*Written request 1:*
In the records, lay out as a Markdown table with columns named Row and Line every line starting with the one containing "Note: for every instance of the golfer's shoe" and going on through the one containing "[[583, 267], [237, 275], [557, 273], [223, 277]]", numbering each row and omitting any blank lines.

* Start Selected extract *

I grew up in central Illinois, and I was raised to always say Mr./Mrs. Last Name. With the exception of our pastor, who was Pastor Bill to everyone, and one lady at church who EVERYONE called by her first name. When I married and we lived in NC and VA (military), it seemed like the majority there were called Miss/Mr. First Name. Now that I am back living in a western suburb of Chicago, it is a mix. If the family is from the South, it seems like they call people Miss/Mr. First Name. If they were raised here, they use Mr./Mrs. Last Name.
Miss First Name and I also am a HUGE fan of the yes/no ma’am/sir!
I grew up in Rhode Island and my dad was big on respect. We always called people Mrs./Mr. Last Name. I remember him telling me when I was old enough to understand – “I don’t care if they say you can call them by their first name, you don’t, it is always Mrs. So an so.” It’s so ingrained in me now that I don’t know that I could do anything different. I don’t have kids, but if I did, living here in the South now, it would probably be Miss First Name or I may revert to Mrs. Last Name. But as a few posters already mentioned, it will always be Yes/No Ma’am/Sir. My cousin and his family just relocated down here from England and they are already thrilled with the southern manners and how that will have an impact on their kids.
btw – it’s not that the kids (or the people we know for that matter) are rude, it’s just that there’s a warmth behind the manners in the South. We’re polite where I’m from, but sometimes it can come across as cold.
Born and raised in Southern Ohio, Dayton in fact. We are a college and military town so, I’ve heard all these. I was raised to say Mr./Mrs/Miss. There were a few exceptions like our small church in a very small town south of us growing up it was more of the southern tradition of first names or Miss. My kids call everyone Mr./Mrs./Miss. We live in the town I grew up in, I work at the elementary school, and my husband is on City Council. Our kids have to meet a lot of people so we keep it pretty formal. Our oldest are teens and soon we will be thinking about when and how do we transition to letting or encouraging their friends to call us by our first names. With some of our friends that have college kids, I’ve asked them to please call me Emily.
Officially I don’t know. But unofficially it’s Mrs. last name. I have never in my life called anyone Miss first name. I believe that might be a totally southern thing. And I live in the north. But I do think it’s sweet. It reminds me of Gone With the Wind – Miss Mellie and Miss Scarlet. That would totally get my vote.
I worked at the HS before I went over to the elementary library. The kids at the HS knew me as Lee’s mom and so they all called me Mama last name. I thought it was sweet. Over at the elementary everyone called Mrs. last name. I hated it. But officially it was the norm.
Once a parent is familiar with a child’s friend I think it’s ok to call just by the first name. Unless they get the name wrong, which has happened lol.
Traditions tend to run in families and in locations.
Are you confused yet?

* End Selected extract *
* Start Provided data *

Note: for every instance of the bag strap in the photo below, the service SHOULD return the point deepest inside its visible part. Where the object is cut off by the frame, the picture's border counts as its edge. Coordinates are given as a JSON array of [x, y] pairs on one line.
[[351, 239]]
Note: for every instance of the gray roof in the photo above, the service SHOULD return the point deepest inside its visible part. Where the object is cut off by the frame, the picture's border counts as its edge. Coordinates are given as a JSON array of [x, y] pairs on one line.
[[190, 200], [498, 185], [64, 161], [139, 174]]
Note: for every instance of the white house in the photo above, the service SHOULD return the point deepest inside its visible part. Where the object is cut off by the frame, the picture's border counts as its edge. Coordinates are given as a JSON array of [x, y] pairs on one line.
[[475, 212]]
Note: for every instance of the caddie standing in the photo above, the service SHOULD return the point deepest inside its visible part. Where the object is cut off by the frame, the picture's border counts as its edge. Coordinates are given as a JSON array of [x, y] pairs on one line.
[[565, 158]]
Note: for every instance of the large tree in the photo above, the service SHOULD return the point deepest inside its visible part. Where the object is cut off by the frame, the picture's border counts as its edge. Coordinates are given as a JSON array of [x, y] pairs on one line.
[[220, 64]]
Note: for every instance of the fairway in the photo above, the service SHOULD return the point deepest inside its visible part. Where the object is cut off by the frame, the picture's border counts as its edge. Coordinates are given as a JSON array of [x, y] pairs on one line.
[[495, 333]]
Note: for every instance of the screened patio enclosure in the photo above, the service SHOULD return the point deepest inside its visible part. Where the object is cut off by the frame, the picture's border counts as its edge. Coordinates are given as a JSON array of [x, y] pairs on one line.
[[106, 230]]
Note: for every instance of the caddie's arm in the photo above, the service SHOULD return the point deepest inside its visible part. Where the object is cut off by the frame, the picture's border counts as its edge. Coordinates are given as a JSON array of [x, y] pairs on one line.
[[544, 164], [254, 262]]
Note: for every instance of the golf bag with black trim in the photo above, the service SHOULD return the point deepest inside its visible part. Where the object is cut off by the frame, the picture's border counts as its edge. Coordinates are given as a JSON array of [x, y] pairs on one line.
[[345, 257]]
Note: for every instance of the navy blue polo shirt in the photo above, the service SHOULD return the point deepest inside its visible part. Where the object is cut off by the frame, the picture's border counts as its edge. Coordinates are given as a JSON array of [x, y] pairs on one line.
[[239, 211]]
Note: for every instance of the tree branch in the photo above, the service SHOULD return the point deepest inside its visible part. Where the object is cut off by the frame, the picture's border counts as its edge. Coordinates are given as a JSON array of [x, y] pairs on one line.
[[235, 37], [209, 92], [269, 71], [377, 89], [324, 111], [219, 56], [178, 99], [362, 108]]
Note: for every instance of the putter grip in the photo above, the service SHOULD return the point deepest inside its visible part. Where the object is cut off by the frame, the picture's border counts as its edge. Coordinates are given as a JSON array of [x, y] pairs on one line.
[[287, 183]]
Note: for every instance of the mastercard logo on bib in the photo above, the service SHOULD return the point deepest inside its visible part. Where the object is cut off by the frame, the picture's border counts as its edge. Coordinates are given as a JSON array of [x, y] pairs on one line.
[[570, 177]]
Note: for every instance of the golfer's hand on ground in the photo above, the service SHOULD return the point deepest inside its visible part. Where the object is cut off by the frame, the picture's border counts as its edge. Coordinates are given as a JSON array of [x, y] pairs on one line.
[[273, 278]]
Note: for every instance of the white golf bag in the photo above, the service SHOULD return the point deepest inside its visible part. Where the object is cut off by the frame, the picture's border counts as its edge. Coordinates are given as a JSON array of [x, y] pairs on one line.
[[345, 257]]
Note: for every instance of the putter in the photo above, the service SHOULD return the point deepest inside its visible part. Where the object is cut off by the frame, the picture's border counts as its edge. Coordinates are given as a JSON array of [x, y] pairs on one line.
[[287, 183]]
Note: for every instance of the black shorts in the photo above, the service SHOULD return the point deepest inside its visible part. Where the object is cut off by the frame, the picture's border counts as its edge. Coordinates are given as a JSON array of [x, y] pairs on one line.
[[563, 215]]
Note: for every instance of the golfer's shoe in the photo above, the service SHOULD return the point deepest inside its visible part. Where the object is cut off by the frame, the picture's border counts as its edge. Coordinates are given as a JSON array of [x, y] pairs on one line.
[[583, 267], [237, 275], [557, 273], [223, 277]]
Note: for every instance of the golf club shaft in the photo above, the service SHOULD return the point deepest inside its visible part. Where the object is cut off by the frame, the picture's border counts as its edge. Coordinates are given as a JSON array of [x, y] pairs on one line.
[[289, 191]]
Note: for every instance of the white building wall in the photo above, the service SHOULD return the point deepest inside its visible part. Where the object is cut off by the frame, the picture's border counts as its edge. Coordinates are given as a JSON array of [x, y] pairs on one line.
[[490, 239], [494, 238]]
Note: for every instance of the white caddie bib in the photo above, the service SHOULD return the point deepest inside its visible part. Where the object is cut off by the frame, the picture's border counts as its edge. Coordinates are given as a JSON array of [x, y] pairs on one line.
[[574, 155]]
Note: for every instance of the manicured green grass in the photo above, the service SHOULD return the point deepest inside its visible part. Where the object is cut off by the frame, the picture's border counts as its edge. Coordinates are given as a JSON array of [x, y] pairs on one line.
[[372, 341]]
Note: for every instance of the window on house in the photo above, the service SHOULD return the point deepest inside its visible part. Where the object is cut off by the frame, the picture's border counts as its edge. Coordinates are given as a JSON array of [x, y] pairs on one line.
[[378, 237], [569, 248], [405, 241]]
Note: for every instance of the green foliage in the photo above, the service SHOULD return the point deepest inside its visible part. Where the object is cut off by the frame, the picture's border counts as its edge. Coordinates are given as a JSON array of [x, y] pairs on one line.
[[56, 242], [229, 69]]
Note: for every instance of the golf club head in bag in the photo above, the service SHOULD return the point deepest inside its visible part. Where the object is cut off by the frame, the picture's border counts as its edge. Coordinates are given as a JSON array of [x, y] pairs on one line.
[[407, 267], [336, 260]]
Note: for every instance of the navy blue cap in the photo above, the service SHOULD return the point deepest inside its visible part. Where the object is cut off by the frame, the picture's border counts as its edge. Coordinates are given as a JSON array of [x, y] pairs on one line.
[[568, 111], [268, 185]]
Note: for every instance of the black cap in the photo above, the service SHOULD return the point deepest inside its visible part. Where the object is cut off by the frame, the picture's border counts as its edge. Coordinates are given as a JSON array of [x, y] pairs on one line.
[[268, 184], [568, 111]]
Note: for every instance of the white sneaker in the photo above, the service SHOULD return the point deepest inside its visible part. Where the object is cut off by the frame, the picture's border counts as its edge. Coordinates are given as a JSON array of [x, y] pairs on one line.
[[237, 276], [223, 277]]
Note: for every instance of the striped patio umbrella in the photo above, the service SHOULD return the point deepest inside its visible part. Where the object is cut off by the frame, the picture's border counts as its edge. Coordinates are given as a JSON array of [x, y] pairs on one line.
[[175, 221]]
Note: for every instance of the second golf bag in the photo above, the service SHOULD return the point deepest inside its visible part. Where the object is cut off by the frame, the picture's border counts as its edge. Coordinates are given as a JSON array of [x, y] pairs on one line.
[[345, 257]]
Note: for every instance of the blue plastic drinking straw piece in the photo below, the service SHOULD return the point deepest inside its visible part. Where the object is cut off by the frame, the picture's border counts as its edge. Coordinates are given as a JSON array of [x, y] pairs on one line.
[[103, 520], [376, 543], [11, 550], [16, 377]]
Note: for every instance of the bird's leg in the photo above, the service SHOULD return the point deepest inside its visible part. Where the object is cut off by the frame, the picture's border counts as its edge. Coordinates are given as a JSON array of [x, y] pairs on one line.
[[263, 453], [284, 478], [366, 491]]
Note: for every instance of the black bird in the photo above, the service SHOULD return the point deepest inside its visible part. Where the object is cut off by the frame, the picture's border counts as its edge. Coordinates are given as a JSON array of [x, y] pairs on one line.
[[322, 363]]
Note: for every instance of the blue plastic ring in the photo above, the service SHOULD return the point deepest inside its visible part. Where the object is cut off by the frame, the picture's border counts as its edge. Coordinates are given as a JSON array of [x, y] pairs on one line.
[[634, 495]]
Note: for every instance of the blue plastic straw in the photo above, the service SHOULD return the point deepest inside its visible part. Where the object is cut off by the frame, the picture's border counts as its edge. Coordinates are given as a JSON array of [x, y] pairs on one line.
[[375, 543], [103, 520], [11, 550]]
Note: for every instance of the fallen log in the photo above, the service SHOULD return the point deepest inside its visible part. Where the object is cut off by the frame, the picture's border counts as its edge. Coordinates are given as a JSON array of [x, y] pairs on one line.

* End Provided data *

*Written request 2:*
From the comments on how children address adults, copy word for word the passage starting with "I grew up in Rhode" and going on through "on their kids.".

*Task answer 1:*
| Row | Line |
|---|---|
| 1 | Note: for every instance of the golfer's shoe in the photo above, the service SHOULD return the point deepest inside its visible part. Where the object is cut off by the frame, the picture's border counts as its edge. Coordinates are given as a JSON array of [x, y] pairs on one line. |
| 2 | [[583, 267], [237, 275], [557, 273], [223, 277]] |

*Task answer 2:*
I grew up in Rhode Island and my dad was big on respect. We always called people Mrs./Mr. Last Name. I remember him telling me when I was old enough to understand – “I don’t care if they say you can call them by their first name, you don’t, it is always Mrs. So an so.” It’s so ingrained in me now that I don’t know that I could do anything different. I don’t have kids, but if I did, living here in the South now, it would probably be Miss First Name or I may revert to Mrs. Last Name. But as a few posters already mentioned, it will always be Yes/No Ma’am/Sir. My cousin and his family just relocated down here from England and they are already thrilled with the southern manners and how that will have an impact on their kids.